Collected data
++++++++

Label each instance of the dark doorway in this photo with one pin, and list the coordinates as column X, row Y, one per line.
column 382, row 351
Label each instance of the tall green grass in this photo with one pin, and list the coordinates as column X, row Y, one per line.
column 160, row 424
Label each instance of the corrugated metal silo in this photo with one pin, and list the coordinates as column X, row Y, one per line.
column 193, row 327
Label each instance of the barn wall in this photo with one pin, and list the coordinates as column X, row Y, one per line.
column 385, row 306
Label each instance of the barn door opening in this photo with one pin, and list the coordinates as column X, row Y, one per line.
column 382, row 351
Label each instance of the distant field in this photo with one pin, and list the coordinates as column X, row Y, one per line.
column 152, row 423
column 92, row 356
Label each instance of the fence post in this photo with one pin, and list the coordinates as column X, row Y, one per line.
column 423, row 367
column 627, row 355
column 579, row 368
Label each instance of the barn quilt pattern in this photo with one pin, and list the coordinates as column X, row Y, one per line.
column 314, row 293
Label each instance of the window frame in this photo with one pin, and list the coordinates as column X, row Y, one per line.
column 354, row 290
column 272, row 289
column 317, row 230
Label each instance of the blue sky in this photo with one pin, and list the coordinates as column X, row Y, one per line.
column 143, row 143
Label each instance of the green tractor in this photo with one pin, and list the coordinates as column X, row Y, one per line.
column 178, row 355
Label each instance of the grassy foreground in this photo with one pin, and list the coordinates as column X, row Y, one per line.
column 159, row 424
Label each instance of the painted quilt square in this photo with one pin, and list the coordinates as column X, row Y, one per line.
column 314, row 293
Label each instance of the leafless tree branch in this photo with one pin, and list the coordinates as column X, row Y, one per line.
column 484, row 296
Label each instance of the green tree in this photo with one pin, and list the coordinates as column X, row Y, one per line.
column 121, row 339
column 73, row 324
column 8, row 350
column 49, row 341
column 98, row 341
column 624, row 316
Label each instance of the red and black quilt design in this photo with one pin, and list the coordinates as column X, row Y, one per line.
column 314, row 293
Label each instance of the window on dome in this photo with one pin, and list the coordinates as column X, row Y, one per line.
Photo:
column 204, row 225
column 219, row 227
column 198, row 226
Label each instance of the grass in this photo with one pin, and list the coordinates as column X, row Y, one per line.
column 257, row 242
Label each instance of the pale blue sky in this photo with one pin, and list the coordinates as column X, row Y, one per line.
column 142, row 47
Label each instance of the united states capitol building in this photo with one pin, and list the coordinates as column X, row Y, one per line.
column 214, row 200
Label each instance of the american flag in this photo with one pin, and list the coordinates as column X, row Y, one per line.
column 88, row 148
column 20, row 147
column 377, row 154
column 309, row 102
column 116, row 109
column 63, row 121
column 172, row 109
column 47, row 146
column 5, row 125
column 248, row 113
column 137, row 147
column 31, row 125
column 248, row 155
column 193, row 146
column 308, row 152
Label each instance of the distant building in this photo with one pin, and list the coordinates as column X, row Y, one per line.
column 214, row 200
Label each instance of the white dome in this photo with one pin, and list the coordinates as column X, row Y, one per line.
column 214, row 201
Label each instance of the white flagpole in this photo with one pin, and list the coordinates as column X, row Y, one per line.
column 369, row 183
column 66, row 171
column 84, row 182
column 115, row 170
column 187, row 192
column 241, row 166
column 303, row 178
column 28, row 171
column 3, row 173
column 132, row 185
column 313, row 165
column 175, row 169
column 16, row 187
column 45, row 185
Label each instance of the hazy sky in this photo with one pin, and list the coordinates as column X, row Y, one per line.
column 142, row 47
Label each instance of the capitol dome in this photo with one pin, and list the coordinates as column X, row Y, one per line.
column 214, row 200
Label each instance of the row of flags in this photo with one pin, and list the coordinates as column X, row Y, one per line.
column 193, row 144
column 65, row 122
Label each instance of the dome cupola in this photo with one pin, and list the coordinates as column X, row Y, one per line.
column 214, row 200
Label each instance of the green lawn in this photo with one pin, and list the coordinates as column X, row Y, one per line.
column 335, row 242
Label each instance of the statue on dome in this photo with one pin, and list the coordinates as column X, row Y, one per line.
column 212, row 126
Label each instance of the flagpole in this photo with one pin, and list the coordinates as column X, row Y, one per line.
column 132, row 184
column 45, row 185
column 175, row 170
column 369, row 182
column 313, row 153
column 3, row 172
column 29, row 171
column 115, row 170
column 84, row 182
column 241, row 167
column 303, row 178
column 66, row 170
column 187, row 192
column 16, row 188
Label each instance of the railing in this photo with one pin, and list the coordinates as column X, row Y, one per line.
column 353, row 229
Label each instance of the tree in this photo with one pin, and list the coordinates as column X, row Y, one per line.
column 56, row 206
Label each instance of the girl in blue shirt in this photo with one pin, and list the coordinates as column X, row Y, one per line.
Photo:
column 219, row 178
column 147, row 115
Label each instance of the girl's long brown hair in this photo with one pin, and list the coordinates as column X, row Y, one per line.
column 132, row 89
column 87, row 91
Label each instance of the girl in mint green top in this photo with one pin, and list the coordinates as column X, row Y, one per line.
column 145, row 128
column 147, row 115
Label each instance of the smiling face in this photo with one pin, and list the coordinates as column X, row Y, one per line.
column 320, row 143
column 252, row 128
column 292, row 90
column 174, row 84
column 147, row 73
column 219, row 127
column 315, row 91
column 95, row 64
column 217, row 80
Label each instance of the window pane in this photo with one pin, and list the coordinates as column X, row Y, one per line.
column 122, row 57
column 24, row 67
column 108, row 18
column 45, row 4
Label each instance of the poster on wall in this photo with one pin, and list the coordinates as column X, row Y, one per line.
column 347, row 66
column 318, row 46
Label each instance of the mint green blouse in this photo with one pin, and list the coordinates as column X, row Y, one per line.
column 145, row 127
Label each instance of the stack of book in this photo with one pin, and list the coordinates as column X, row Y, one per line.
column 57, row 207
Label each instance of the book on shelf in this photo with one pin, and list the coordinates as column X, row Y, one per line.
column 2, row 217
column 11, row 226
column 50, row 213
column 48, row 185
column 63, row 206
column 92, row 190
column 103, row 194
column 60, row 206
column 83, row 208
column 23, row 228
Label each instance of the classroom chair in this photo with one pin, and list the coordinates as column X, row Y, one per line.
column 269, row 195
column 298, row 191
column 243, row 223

++++++++

▸ **REQUIRED ACTION**: All of the lines above need to be given again exactly.

▸ **REPLY**:
Label each instance of the dark doorway in this photo with one pin, and list the coordinates as column X, row Y, one per line.
column 382, row 351
Label each instance of the tall green grass in this photo with one pin, and list the coordinates as column X, row Y, one per line.
column 160, row 424
Label each instance of the corrugated metal silo in this photo with one pin, and list the coordinates as column X, row Y, one per line.
column 193, row 327
Label each instance of the barn wall in this photo with one pin, and list the coordinates as column X, row Y, one per line.
column 385, row 306
Label each instance of the barn door opening in this photo with one pin, and list the coordinates as column X, row Y, one per line.
column 382, row 351
Label each instance of the distant field in this photo with one pin, and list the coordinates as column X, row Y, one per line.
column 152, row 423
column 92, row 356
Label each instance of the fence post in this photo with one pin, and list the coordinates as column X, row Y, one per line.
column 423, row 367
column 627, row 355
column 579, row 368
Label each instance of the barn quilt pattern in this photo with one pin, and list the coordinates as column X, row Y, one per line.
column 314, row 293
Label each instance of the window frame in this photo with one pin, and list the coordinates as column X, row Y, one per line.
column 354, row 290
column 272, row 289
column 317, row 230
Label each instance of the blue sky in this photo with one pin, and list the coordinates as column X, row Y, one per line.
column 143, row 143
Label each instance of the green tractor in this photo with one pin, and list the coordinates as column X, row Y, one per line.
column 178, row 355
Label each instance of the grassy foreground in this photo with one pin, and list the coordinates as column X, row Y, one per line.
column 159, row 424
Label each instance of the painted quilt square in this photo with one pin, and list the coordinates as column X, row Y, one per line.
column 314, row 293
Label each instance of the leafless tree branch in this photo with one pin, and list the coordinates as column X, row Y, one per line.
column 484, row 296
Label each instance of the green tree in this photo with one pin, and list the coordinates as column X, row Y, one per line.
column 121, row 339
column 73, row 324
column 8, row 350
column 49, row 341
column 98, row 341
column 624, row 316
Label each instance of the red and black quilt design in this photo with one pin, and list the coordinates as column X, row Y, one per line.
column 314, row 293
Label each instance of the window on dome in this photo with one pin, and list the coordinates as column X, row Y, one per line.
Photo:
column 204, row 225
column 219, row 227
column 198, row 226
Label each instance of the grass in this photo with one pin, and list the coordinates as column X, row Y, one per line.
column 257, row 242
Label each instance of the pale blue sky in this photo with one pin, and list the coordinates as column X, row Y, one per line.
column 142, row 47
Label each instance of the united states capitol building in this photo with one pin, and list the coordinates as column X, row Y, one per line.
column 214, row 200
Label each instance of the american flag in this photo with one pin, and list the coordinates as column X, row Y, one per line.
column 88, row 148
column 20, row 147
column 377, row 154
column 309, row 102
column 116, row 109
column 63, row 121
column 172, row 109
column 47, row 146
column 5, row 125
column 248, row 113
column 137, row 147
column 31, row 125
column 248, row 155
column 193, row 146
column 308, row 152
Label each instance of the distant building in this photo with one pin, and list the coordinates as column X, row Y, one per line.
column 214, row 200
Label each instance of the white dome in this photo with one pin, and list the coordinates as column X, row Y, one per line.
column 214, row 201
Label each instance of the white flagpole in this photo with one pin, and list the coordinates as column X, row Y, one per line.
column 369, row 183
column 66, row 171
column 84, row 182
column 115, row 170
column 187, row 192
column 241, row 166
column 303, row 178
column 28, row 171
column 3, row 173
column 132, row 185
column 313, row 165
column 175, row 169
column 16, row 187
column 45, row 185
Label each instance of the hazy sky in this photo with one pin, and list the coordinates as column X, row Y, one per line.
column 142, row 47
Label each instance of the capitol dome in this photo with one pin, and list the coordinates as column X, row Y, one per line.
column 214, row 200
Label each instance of the row of flags in this photo with one pin, and list the coordinates as column X, row Y, one per line.
column 193, row 144
column 65, row 122
Label each instance of the dome cupola in this photo with one pin, and list the coordinates as column X, row Y, one per line.
column 214, row 200
Label each instance of the green lawn in this photo with one pin, and list the coordinates as column X, row Y, one per line.
column 335, row 242
Label each instance of the statue on dome in this photo with one pin, and list the coordinates as column X, row Y, one per line.
column 212, row 126
Label each instance of the flagpole in this photo with one pin, and list the coordinates as column X, row Y, one per line.
column 132, row 184
column 45, row 185
column 175, row 170
column 369, row 182
column 313, row 153
column 3, row 172
column 29, row 171
column 115, row 170
column 84, row 182
column 241, row 167
column 303, row 178
column 66, row 170
column 187, row 192
column 16, row 188
Label each instance of the railing in this photo with one pin, and list the coordinates as column X, row Y, one per line.
column 353, row 229
Label each instance of the tree in this photo with one pin, and list the coordinates as column X, row Y, one per line.
column 56, row 206
Label each instance of the girl in blue shirt in this photo with one pin, and list the coordinates as column X, row Y, one per line.
Photo:
column 219, row 178
column 147, row 115
Label each instance of the girl's long brown hair in this photo with one pin, and list the coordinates as column X, row Y, one per line.
column 132, row 89
column 87, row 91
Label each instance of the girl in mint green top in this photo with one pin, and list the coordinates as column X, row Y, one per line.
column 145, row 128
column 147, row 115
Label each instance of the smiling face in this photo with one pin, and list the coordinates as column X, row Y, one per line.
column 320, row 143
column 252, row 128
column 292, row 90
column 174, row 84
column 147, row 73
column 219, row 127
column 315, row 91
column 95, row 64
column 217, row 80
Label each instance of the window pane in this photo with one pin, and list the coordinates as column X, row Y, one per line.
column 122, row 57
column 24, row 67
column 108, row 18
column 45, row 4
Label each instance of the poster on wall in this photo with one pin, and list the coordinates as column X, row Y, one per line.
column 347, row 66
column 318, row 46
Label each instance of the mint green blouse in this photo with one pin, and list the coordinates as column X, row Y, one per line.
column 145, row 127
Label each instance of the stack of book in this photo with one pin, and list the coordinates as column X, row Y, one per line.
column 57, row 207
Label each instance of the book on shelf in this photo with one pin, and list the coordinates as column X, row Y, one per line.
column 2, row 217
column 11, row 226
column 50, row 213
column 48, row 185
column 63, row 206
column 92, row 190
column 103, row 194
column 60, row 206
column 83, row 208
column 23, row 228
Label each instance of the classroom chair in this photo with one pin, and list the coordinates as column X, row Y, one per line.
column 269, row 195
column 298, row 191
column 243, row 223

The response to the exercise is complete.